== WHAT THE EXERCISE ASKS ==
Exactly transcribe the span of lines from the one containing "the top flatbread" through the final line of the entries, inclusive, and nothing outside it. Exclude the pictures.

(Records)
.....
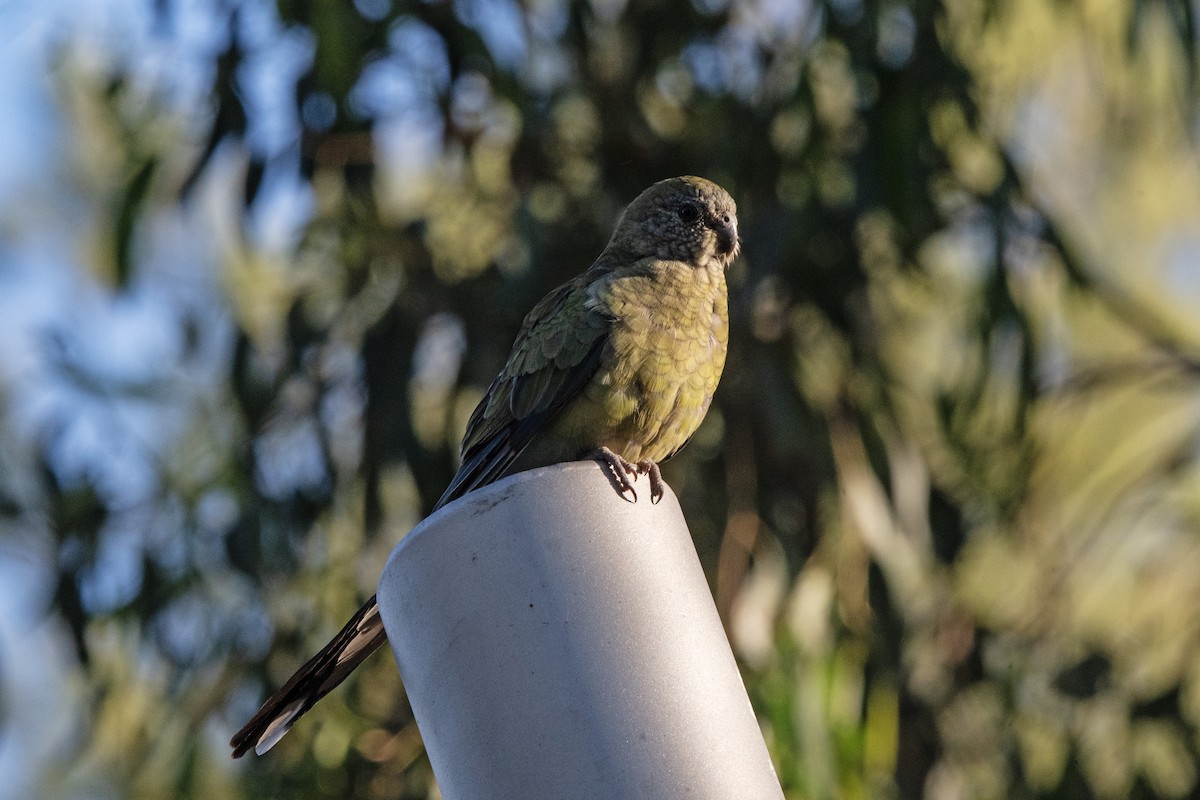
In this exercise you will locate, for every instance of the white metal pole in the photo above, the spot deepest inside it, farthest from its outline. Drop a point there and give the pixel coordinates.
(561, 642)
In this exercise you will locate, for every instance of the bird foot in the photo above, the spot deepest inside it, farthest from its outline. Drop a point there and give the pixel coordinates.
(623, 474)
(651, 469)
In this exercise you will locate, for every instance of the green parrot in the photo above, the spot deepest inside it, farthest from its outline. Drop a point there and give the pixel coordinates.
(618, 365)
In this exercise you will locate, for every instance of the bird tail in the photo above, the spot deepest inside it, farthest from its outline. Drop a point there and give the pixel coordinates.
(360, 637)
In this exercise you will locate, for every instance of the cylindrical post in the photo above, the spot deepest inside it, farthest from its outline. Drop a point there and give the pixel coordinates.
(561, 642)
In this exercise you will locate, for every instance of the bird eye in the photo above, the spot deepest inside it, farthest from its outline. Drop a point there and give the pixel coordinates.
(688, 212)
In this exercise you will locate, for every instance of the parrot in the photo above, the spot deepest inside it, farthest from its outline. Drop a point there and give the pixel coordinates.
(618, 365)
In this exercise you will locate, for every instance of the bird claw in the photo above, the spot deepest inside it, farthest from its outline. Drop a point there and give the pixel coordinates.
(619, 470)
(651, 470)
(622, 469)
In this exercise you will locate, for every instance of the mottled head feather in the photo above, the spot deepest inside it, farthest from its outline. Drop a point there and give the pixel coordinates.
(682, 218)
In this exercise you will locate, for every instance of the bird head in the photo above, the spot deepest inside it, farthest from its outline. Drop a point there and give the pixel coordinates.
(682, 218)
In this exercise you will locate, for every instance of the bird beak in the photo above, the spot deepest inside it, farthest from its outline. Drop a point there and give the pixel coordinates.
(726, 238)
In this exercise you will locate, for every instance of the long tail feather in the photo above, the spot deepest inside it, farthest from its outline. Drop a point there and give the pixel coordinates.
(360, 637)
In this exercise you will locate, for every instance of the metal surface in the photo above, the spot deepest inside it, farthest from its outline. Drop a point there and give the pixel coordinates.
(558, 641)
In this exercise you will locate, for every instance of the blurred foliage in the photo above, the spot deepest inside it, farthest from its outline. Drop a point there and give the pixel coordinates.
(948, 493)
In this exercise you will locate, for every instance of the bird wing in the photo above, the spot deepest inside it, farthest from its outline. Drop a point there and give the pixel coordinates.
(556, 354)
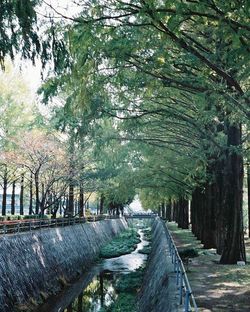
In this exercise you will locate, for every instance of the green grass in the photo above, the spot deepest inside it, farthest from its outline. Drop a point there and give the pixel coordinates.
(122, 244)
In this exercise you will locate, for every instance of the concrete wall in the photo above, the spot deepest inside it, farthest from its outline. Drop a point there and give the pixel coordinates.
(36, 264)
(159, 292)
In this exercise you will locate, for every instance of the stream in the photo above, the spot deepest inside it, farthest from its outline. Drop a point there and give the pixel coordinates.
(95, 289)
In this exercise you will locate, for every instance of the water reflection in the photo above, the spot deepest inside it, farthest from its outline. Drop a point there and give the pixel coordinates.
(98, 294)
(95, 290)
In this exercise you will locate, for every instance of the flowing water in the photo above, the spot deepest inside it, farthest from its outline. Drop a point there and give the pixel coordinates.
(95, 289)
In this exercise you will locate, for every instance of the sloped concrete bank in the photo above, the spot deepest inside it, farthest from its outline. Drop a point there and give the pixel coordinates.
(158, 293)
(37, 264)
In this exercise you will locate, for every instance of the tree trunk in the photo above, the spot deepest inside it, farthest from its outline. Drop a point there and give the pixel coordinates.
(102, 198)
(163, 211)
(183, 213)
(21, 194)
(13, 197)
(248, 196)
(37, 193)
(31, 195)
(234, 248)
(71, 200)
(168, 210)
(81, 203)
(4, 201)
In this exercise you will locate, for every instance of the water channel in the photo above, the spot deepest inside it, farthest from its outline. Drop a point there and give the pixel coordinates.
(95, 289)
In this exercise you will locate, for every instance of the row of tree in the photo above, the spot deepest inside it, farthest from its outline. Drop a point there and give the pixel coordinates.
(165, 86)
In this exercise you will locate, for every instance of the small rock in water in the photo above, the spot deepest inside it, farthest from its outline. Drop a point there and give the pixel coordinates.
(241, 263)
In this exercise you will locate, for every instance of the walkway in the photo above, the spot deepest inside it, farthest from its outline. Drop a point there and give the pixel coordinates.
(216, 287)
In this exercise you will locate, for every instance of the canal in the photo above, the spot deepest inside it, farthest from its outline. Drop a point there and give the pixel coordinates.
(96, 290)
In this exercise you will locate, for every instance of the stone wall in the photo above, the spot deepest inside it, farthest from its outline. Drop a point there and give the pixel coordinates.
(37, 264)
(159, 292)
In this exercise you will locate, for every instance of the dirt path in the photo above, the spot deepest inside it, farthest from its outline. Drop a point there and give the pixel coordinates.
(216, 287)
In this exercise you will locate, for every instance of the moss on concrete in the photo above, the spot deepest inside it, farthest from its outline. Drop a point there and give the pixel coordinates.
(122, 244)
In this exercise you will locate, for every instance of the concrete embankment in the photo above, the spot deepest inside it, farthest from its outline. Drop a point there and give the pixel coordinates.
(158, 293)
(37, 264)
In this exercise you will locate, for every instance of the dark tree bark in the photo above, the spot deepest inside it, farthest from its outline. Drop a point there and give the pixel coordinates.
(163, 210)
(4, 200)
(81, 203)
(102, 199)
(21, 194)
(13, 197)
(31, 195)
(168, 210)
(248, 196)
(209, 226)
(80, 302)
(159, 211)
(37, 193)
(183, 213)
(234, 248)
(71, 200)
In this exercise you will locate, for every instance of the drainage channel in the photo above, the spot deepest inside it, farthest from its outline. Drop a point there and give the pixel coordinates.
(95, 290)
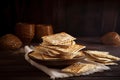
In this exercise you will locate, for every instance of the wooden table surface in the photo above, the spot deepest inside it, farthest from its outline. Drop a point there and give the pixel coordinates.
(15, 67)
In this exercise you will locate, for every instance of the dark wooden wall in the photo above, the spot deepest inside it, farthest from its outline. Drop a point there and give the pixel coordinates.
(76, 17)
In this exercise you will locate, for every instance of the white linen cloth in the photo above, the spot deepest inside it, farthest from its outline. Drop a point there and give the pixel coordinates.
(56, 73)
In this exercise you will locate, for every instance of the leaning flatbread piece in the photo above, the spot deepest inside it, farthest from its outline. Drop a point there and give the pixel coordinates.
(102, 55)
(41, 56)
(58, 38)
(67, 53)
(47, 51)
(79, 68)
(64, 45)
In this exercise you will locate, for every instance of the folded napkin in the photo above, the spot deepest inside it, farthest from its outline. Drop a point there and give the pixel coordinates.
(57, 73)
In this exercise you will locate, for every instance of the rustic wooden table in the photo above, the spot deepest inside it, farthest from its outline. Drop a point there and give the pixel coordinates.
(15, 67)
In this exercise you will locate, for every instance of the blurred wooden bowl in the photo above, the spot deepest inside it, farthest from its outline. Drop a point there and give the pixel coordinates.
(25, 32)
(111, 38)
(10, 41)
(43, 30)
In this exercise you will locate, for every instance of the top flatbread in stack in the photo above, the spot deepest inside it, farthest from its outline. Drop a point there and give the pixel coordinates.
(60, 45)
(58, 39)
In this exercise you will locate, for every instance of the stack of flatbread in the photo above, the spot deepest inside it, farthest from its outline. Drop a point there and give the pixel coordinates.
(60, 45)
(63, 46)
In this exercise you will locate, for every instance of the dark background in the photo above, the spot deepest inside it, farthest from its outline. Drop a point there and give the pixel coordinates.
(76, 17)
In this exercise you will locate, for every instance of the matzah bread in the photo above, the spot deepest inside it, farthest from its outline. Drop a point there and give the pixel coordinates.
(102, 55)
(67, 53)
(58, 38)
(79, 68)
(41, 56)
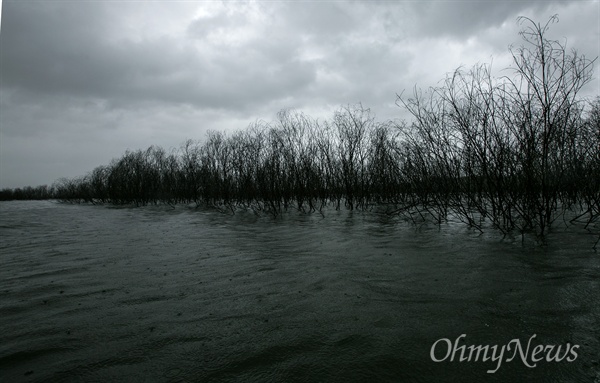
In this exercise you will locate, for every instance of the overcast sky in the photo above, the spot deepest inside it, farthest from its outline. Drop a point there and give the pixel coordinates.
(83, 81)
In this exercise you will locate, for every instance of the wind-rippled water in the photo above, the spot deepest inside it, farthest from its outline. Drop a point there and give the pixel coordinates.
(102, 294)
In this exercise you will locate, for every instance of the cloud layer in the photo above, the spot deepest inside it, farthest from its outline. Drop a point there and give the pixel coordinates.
.....
== TASK ANSWER ==
In this exercise you will locate, for every instance of the top flatbread in stack in the photo above, the spot deepest inside it, farthest from its outline. Drop a point there and give the pixel coordinates.
(60, 45)
(58, 39)
In this exercise you will locate, for every instance of the stack of flatbread in the photo above, the spot deepest inside it, farthest from its outline. Drop a point there and give the pixel coordinates.
(60, 45)
(63, 46)
In this exercise you will locate, for every instance of the dark background in the photo above, the spot deepest inside it, farthest from its outline. Drop a point there and give the pixel coordinates.
(76, 17)
In this exercise you will locate, for every instance of the matzah bread in the photo above, the spot deepest inside it, farthest from its outline. Drop a point there and give the pixel coordinates.
(102, 55)
(67, 53)
(58, 38)
(79, 68)
(41, 56)
In this exercise you will locate, for every instance of the overcast sky in the photo above, the spot deepest inside it, farthest from its outline. Drop a point there and give the pixel coordinates.
(83, 81)
In this exercise you will locate, for every instance of the wind-rippled water in the photo above, the spot deepest inside it, farthest from its outline. Drop a point there and give the pixel coordinates.
(102, 294)
In this exercise you will locate, for every instance of the cloud layer in the photo above, the spot deepest inside it, farthest from its outline. Drop a point there and give the pixel coordinates.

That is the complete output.